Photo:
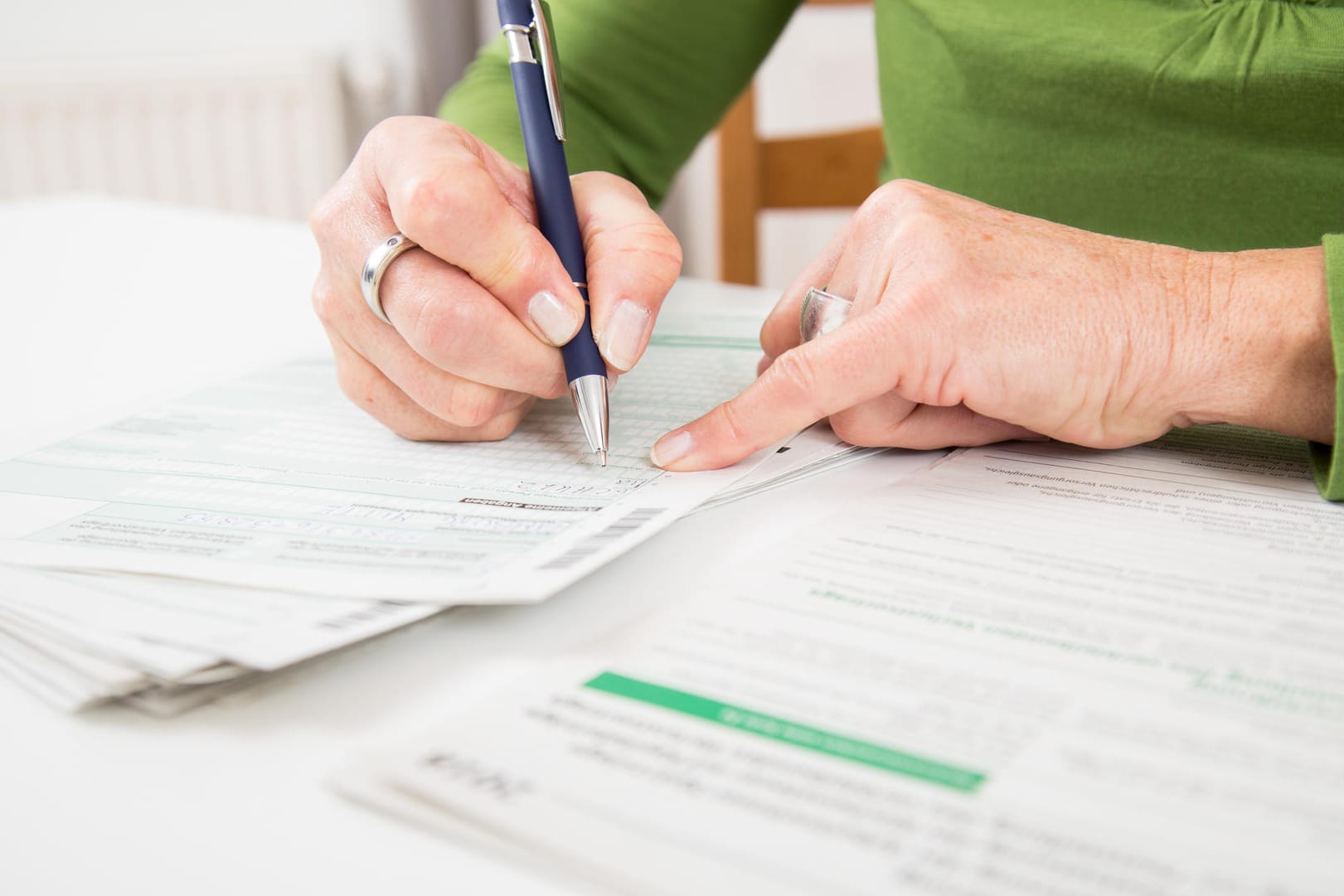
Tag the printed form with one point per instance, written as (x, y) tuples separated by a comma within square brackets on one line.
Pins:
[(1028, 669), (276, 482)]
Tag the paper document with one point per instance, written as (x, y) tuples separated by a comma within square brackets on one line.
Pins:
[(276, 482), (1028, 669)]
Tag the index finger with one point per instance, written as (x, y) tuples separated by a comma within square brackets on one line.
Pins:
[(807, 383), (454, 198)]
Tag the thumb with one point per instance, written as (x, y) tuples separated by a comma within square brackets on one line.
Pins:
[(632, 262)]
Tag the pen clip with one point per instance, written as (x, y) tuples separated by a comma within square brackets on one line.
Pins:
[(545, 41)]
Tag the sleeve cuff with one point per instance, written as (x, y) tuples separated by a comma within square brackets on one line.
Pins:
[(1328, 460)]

:::

# [TASK STATEMENT]
Repeat the listing in full and to the letter, excluding every image.

# [ANSWER TO THIS EXERCISE]
Photo:
Tag the printed form with one point per instance, written as (x, y) tuples separated by a comma within square brackets on one line.
Pins:
[(1028, 669), (276, 482)]
Tag the paper document with one point per instance, written as (x, y) tuples separated by a comma within square brackets on one line.
Pins:
[(276, 482), (1028, 669)]
Tag the index finger with one point per instance, written as (x, y) tuples separated by a comma within square brackets on one line.
Pins:
[(807, 383), (454, 198)]
Tag the thumb with one point per instance, written as (x, y) tuples separated by a comma within square brackets on one line.
Pins:
[(632, 262)]
Tag the pen clip with one point per instance, written as (x, y) tuples separated by a comma within square brackets on one line.
Pins:
[(545, 41)]
Tag the sleeve cuff with one point per instance, written as (x, y) tuples separated by a comma within square brackets on one line.
Pins:
[(1328, 460)]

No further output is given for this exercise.